● WRITTEN PROBLEM 1: Decide whether each of the statements (a), (b) and (c) agrees with the passage on Trump and fascism. Answer yes or no for each, and quote the words from the passage that settle it. (a) Paxton was interviewed by DemocracyNow in March. (b) Paxton called Trump and his movement actual fascism because of a militia fighting in the streets. (c) The writer says Trump's only political ideology is Trump.
● WRITTEN PROBLEM 2: In the passage on Trump and fascism, what did Paxton worry Trump would do if he reached a deadlock with Congress?
● WRITTEN PROBLEM 3: Reproduce the stretch of the passage on Trump and fascism from "If Paxton is" through "saying so outright.".

● SUPPLIED TEXT:
===============
I'll say it again -- he's a conman. Any direct links to historical fascists that Trump has (say, for example, Hitler)... were on purpose. Strictly. He intentionally mimicked Hitler to draw outrage. He intentionally chooses his populist views to manipulate. He intentionally plays fine lines because it grinds gears, gets people talking, and adds to his brand. To his ego. To say he has a political ideology is giving him far more credit than he deserves. His only political ideology is Trump. Why do you think he has been a republican -- and then a democrat -- and then a republican again? Why do you think he criticizes every active leader, and every competitor? Why do you think he's quick to change his view and have general historical inconsistencies which he blatantly denies (Clinton is doing a phenomenal job -- she's the worst; I support the war -- I never did; I voted for Bush -- I didn't vote for Bush; etc etc)? His only consistency is personal benefit. So that he always sounds right and he is always the one who knows best.
 
more food for thought:

In March, Paxton was interviewed by DemocracyNow about whether or not Trump was a fascist. From February to March, Paxton’s views on Trump changed some. While Paxton still felt that there were “great differences between Trump and fascism,” Paxton also said that Trump shows “a rather alarming willingness to use fascist themes and fascist styles.” And Paxton worried that Trump “would indeed take some kind of nonconstitutional action [in the event of a deadlock with Congress], and people would be afraid to say no.” But Paxton thought that the lack of a blackshirted militia fighting “in the streets” kept Trump and his movement from being actual fascism.

If Paxton is worried that Trump might take “nonconstitutional action,” and if he sees Trump using fascist themes and styles, then it seems like Paxton may be suggesting that Trump is very nearly a fascist without saying so outright.
===============
● DATA ENTRIES:

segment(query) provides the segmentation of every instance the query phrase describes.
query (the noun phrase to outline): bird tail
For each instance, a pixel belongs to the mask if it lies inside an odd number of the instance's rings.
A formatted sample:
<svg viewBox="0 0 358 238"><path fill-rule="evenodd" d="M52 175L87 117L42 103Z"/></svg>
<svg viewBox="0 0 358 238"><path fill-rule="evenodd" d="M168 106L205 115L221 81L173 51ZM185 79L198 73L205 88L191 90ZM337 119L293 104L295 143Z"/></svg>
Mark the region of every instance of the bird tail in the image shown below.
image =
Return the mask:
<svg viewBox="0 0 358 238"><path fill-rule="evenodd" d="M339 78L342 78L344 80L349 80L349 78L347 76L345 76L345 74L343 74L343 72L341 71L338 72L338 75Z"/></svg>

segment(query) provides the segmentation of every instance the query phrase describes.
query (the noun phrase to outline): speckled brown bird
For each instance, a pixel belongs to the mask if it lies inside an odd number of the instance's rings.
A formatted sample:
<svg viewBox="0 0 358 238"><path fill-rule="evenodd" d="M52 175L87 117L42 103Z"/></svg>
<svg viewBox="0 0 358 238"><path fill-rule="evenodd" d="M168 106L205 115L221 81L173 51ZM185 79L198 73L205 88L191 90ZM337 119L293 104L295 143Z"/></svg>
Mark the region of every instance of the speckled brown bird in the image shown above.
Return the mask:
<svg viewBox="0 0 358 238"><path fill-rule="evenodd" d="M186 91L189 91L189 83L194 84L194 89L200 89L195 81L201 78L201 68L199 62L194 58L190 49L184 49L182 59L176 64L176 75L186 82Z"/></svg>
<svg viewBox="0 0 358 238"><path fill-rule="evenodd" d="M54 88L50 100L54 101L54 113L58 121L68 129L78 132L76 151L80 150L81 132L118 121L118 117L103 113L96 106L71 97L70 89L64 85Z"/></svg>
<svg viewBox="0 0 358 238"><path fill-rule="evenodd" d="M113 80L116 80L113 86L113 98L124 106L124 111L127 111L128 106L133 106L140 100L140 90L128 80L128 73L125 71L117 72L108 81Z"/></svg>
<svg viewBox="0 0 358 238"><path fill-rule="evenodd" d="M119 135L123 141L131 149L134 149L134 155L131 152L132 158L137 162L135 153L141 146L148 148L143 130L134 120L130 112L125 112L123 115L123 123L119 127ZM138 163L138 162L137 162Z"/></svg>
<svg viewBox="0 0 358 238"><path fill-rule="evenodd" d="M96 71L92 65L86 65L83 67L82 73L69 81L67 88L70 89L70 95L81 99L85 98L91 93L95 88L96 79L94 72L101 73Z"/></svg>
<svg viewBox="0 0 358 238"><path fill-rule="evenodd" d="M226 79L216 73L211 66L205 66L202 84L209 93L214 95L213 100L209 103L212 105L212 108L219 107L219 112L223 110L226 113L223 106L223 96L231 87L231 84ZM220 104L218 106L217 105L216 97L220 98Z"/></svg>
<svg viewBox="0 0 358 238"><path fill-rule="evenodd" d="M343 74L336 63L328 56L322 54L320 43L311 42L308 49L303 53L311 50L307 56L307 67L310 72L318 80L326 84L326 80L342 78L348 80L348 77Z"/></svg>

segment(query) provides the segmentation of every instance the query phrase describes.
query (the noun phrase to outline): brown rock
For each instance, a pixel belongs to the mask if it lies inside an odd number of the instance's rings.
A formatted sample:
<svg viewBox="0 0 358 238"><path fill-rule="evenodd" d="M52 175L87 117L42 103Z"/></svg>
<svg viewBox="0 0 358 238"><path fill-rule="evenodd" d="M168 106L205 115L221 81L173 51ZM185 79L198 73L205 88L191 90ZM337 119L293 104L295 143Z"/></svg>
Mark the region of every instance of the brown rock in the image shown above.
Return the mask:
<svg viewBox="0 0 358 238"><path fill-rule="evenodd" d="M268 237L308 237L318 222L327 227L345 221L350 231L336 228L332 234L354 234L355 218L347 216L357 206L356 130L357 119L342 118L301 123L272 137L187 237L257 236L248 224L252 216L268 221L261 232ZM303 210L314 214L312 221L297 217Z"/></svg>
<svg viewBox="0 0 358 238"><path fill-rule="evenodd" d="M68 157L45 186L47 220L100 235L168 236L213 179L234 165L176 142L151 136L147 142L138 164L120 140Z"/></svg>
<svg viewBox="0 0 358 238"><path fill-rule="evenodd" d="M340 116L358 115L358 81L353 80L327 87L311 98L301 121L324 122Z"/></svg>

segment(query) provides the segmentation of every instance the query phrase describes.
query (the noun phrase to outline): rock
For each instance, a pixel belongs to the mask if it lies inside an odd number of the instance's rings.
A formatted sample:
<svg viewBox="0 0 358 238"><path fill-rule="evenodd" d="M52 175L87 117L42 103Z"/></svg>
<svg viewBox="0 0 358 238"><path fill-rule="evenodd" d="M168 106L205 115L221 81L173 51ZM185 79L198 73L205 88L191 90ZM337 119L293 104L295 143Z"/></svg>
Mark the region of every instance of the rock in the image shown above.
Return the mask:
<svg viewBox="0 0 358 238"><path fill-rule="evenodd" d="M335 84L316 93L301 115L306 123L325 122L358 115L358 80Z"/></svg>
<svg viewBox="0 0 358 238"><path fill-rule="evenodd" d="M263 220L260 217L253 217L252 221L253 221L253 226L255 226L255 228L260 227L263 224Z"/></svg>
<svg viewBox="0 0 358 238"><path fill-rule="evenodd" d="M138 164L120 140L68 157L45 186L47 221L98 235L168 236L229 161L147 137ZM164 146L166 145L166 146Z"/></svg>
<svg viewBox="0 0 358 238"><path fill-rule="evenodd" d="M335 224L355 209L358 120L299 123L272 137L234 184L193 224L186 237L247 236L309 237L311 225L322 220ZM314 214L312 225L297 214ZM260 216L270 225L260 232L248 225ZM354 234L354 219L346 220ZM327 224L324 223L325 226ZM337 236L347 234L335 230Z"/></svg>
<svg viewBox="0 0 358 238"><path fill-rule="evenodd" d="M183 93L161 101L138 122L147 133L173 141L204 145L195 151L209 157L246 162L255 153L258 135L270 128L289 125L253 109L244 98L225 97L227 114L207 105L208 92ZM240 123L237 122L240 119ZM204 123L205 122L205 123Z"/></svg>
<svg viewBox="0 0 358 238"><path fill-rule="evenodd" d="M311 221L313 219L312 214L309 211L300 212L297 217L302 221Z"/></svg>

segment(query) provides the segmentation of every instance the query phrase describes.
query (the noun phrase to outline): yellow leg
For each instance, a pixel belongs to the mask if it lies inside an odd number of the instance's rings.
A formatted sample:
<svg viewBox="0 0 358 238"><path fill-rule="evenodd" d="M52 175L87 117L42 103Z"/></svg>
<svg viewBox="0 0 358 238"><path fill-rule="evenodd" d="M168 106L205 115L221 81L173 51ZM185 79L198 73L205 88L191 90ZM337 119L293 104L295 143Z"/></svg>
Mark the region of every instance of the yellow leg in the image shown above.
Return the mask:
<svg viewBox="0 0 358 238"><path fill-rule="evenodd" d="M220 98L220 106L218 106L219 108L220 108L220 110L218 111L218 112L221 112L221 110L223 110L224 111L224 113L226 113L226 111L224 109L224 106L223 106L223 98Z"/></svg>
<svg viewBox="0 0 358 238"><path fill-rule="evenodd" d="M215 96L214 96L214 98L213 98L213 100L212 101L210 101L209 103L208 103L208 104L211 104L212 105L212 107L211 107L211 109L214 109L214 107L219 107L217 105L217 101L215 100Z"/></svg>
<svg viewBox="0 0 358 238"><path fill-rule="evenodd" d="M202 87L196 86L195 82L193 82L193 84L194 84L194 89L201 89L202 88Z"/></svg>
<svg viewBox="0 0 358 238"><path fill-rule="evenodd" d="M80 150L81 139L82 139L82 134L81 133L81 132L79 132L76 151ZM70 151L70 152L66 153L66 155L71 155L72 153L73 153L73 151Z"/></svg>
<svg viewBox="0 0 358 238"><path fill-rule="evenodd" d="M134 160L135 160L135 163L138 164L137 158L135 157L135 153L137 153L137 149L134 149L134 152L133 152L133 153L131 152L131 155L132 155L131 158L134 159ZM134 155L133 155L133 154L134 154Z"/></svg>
===============
● FULL SOLUTION 1:
(a) Yes: "In March, Paxton was interviewed by DemocracyNow about whether or not Trump was a fascist."
(b) No: "But Paxton thought that the lack of a blackshirted militia fighting “in the streets” kept Trump and his movement from being actual fascism."
(c) Yes: "His only political ideology is Trump."

● FULL SOLUTION 2: He worried that Trump would take some kind of nonconstitutional action and that people would be afraid to say no.

● FULL SOLUTION 3:
If Paxton is worried that Trump might take “nonconstitutional action,” and if he sees Trump using fascist themes and styles, then it seems like Paxton may be suggesting that Trump is very nearly a fascist without saying so outright.